Instruction A → Lay out the stored data as a JSON list of strings, one string per line with blank lines omitted, covering only the span from the first line of the stored data up to and including the line containing "box: [40, 0, 443, 416]".

The thing is that some of those core games are incredibly profitable and while the profit is there, the games will continue to be made. Games will continue to reflect the market and while there is a market for "blockbuster" games, they will continue to be made simply because the profit/success factor is generally more of a gamble, but also more financially rewarding.

While core games are niche... the are people that are willing to pay $60.00 for those niche games. We may eventually see bigger games being add-supported, FTP with ingame purchases to support the game or other economic forms that enable games to make money, but I think that there is enough of a niche audience that are willing to simply pay money for a game to have the "blockbuster" graphic and quality aspects without the advertising or other forms of support, that these games aren't going to fade away any time soon.
This rings true to me. It seems like developers think that games are bigger than they are, when I doubt the core audience has seen much growth(though I think there is a little growth). It does seem to me more people know about games, mainly due to increased marketing on TV and popular websites. Still the core audience who will buy games every month is a tiny percentage of the gaming world, and it's troubling that developers seem to think that they can sell CoD numbers.

Instruction B → Carry on the passage about core games and their audience, continuing from its last sentence.

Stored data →
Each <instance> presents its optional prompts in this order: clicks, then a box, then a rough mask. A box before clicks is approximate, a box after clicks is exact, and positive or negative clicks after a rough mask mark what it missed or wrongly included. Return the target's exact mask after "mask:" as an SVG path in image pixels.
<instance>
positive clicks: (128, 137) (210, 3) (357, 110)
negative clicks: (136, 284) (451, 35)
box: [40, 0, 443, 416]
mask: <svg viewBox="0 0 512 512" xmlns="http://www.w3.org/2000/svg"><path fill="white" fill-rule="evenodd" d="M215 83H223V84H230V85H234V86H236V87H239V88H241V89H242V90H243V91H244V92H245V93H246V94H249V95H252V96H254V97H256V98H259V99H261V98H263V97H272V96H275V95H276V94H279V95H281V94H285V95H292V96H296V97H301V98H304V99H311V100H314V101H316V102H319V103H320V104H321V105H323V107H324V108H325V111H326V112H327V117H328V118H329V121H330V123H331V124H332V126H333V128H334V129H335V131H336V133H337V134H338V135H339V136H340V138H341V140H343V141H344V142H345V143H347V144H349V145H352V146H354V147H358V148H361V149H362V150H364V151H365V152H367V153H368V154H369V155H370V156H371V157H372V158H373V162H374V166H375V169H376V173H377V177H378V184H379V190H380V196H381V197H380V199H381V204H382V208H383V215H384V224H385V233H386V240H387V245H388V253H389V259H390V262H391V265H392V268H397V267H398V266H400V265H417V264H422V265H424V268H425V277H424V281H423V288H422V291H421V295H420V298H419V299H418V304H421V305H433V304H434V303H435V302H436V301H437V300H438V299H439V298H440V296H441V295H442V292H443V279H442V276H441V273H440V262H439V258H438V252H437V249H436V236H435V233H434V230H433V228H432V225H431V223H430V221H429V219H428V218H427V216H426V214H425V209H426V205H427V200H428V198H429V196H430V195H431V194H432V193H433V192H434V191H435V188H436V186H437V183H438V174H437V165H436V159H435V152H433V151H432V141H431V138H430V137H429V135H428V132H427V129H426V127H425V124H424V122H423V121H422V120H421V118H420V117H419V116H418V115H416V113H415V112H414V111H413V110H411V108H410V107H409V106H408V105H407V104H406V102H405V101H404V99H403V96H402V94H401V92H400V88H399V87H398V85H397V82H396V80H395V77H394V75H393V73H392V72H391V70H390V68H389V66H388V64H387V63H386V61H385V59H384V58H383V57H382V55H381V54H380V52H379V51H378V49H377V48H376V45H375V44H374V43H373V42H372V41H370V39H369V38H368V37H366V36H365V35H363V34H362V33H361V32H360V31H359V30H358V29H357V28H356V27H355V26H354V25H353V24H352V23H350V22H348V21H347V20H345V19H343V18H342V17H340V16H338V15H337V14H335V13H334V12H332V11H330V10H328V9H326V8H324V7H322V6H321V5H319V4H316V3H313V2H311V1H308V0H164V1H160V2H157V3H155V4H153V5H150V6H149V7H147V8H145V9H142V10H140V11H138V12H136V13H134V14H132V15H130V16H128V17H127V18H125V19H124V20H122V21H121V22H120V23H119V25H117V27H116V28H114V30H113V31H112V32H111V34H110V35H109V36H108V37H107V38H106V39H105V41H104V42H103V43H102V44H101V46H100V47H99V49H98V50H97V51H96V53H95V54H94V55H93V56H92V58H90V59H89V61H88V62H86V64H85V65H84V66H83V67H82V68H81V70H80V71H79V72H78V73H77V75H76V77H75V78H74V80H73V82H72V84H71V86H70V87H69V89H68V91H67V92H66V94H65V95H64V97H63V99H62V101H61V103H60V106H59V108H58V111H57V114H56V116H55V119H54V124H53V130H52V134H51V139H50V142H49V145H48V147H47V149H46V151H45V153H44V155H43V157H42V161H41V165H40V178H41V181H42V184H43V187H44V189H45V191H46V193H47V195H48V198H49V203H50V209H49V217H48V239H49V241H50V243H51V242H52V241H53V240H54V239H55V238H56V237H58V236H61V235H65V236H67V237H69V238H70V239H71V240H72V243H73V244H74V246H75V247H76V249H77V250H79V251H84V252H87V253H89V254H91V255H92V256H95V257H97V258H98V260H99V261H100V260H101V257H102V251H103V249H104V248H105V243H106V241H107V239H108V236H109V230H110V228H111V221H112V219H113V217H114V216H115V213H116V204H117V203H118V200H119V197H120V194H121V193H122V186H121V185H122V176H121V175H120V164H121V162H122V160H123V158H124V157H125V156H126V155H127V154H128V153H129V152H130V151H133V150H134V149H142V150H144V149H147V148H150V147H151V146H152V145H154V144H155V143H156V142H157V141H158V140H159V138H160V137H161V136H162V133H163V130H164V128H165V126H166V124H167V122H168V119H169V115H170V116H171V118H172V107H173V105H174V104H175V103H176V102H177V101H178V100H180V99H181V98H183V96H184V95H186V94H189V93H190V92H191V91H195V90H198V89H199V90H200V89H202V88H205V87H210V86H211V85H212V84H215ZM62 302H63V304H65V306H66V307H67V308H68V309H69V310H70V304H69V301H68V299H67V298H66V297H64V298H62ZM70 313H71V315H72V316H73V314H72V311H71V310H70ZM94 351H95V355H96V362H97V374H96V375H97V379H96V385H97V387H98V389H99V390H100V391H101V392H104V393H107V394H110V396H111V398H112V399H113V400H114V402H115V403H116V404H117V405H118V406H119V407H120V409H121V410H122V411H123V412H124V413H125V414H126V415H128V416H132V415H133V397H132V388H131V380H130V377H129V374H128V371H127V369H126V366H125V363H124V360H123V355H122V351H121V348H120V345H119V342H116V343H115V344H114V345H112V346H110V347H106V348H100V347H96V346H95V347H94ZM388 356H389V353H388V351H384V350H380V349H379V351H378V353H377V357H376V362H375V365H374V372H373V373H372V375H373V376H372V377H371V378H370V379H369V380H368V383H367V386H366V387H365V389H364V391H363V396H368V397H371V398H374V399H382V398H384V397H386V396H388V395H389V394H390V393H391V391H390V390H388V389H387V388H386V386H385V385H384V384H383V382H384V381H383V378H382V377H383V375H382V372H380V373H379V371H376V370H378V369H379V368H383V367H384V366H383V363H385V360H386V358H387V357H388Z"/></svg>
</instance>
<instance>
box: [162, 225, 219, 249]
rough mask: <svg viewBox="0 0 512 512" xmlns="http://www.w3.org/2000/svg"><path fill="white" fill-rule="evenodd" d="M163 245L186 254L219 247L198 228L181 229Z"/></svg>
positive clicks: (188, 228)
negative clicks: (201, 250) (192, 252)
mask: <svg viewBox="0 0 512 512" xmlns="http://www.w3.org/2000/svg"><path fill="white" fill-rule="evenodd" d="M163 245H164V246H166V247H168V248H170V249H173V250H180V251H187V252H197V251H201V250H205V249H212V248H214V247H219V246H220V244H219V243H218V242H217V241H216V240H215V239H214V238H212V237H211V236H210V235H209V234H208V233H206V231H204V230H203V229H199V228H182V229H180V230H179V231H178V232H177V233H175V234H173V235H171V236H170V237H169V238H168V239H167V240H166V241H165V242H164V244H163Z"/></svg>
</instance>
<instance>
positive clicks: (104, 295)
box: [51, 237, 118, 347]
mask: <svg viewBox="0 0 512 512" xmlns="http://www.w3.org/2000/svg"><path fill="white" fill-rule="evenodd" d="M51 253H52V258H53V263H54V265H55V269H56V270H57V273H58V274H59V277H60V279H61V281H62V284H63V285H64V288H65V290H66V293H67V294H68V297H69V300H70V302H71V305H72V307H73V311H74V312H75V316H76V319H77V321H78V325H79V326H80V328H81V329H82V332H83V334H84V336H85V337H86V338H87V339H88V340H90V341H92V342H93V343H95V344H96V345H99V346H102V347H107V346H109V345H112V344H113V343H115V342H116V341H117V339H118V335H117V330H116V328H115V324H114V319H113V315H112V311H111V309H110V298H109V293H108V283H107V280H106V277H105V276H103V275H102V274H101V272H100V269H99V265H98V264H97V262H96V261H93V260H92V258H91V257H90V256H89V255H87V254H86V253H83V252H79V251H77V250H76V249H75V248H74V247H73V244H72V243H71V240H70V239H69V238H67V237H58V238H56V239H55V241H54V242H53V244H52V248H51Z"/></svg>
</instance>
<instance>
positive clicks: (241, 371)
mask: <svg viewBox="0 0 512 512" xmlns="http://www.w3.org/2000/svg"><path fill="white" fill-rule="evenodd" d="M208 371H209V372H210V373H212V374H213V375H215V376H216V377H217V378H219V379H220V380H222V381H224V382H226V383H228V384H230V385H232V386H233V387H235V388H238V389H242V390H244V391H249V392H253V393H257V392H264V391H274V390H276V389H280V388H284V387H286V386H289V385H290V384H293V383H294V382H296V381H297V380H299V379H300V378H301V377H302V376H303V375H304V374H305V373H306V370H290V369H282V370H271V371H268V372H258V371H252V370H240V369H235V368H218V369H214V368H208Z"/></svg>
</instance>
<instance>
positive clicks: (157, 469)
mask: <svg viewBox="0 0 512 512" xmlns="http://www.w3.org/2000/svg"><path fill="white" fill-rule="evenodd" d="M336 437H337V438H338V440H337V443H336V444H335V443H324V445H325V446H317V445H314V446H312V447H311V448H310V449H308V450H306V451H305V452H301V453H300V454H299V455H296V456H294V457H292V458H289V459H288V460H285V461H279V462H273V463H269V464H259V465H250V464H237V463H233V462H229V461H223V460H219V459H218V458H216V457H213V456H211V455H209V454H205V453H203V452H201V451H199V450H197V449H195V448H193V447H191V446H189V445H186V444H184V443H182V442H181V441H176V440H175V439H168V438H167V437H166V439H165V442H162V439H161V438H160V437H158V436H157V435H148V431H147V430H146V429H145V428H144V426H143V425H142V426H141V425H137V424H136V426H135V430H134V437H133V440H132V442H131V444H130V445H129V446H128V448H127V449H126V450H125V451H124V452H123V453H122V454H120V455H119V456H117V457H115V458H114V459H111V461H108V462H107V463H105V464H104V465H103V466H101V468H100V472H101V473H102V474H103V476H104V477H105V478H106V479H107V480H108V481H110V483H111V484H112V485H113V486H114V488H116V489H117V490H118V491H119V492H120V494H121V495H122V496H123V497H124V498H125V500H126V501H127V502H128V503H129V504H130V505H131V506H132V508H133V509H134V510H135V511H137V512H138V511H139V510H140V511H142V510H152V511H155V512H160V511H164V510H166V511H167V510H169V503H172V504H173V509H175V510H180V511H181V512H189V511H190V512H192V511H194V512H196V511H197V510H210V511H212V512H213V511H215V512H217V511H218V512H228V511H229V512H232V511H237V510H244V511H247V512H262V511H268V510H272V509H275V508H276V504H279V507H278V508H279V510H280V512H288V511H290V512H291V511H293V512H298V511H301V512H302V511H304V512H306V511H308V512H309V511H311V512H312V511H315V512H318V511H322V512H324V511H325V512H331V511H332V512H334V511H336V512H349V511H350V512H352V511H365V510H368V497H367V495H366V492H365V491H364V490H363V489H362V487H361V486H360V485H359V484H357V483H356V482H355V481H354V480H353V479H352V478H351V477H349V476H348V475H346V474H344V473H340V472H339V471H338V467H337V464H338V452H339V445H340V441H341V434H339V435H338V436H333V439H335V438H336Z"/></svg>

Answer area A →
[
  "Each <instance> presents its optional prompts in this order: clicks, then a box, then a rough mask. A box before clicks is approximate, a box after clicks is exact, and positive or negative clicks after a rough mask mark what it missed or wrongly included. Return the target's exact mask after \"mask:\" as an SVG path in image pixels.",
  "<instance>",
  "positive clicks: (128, 137) (210, 3) (357, 110)",
  "negative clicks: (136, 284) (451, 35)",
  "box: [40, 0, 443, 416]"
]

Answer area B →
@Elsa

It sounds like you think I'm arguing against core or niche games, which couldn't be further from the truth. Casual games hold no interest for me, and neither does "freemium". Single-player story driven games are my biggest gaming passion, and some of them are the niche of the niche, as evidenced by some of the titles on my backlog list to the right.

I love blockbuster niche games and I love tiny niche games. I want them to thrive for a long, long time, and that's why I worry about the current state of affairs.

As you pointed out, some games are a massive financial success, and rightly so. The big problem is that even games that perform well are now considered "failures" and their developers closed. Homefront sold 2.5 million copies as of last count and Kaos was shuttered. Prototype 2 was the best selling game in April and Radical entertainment was shuttered, to name just two examples. Many more games in the past few years faced a similar situation. That is not a sustainable model, and threatens the continued existence of the kinds of games on my backlog.

And it doesn't have to be like that. Take games like The Witcher, Dark Souls and Catherine. They all sold under two million (In Catherine's case, just half a million), they are all beautiful core games and they all boosted profits for their developers/publishers.

I'm not saying publishers shouldn't aim high. If games start selling 50 million copies that's wonderful. I'm just saying they can't bet the farm on every game and expect to survive.
@Corrupt

The core audience has seen considerable growth in the last 15 years. Just consider that 10 years ago the big news was that Diablo 2 sold over 1 million copies in the first two weeks. Today that kind of performance would shut down Blizzard!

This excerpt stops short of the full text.